● Exercise instructions
Find each line of the material below that contains the word "mountain" and copy those lines in full, in their original order.

● Task inputs
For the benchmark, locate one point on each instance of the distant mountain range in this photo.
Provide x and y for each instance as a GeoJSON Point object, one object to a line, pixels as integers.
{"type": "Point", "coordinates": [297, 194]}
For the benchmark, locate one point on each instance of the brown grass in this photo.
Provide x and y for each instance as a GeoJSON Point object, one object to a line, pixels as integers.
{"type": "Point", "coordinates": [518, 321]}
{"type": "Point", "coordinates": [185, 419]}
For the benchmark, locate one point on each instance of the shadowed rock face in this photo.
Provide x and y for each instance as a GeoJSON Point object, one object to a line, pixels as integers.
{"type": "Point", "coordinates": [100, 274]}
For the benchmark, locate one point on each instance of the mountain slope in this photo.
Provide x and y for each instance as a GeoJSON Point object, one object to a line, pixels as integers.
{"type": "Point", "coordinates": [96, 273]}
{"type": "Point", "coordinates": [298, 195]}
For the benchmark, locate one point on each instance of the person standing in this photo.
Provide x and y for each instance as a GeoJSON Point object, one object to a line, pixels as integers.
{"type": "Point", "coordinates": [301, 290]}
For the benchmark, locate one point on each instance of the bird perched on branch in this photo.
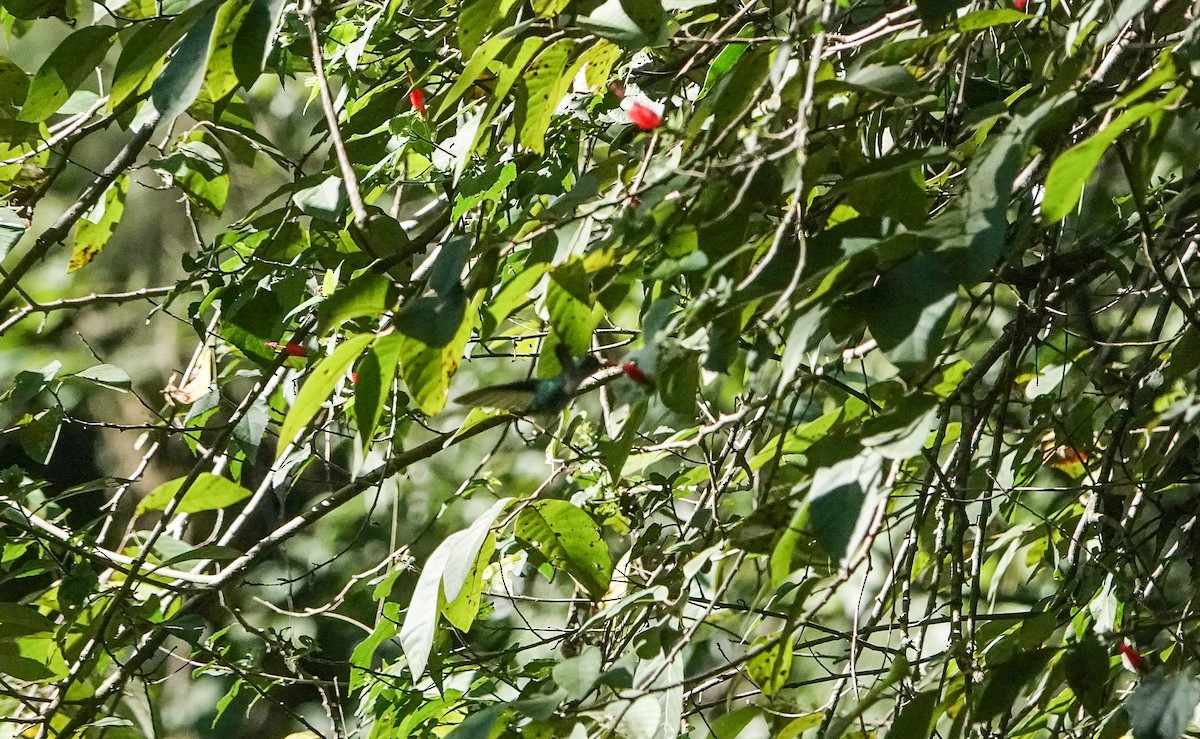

● Output for this task
For the benchmark, locate one point on each instance of the distant mountain range in this photo.
For the benchmark, locate one point on each instance of the mountain slope in this photo.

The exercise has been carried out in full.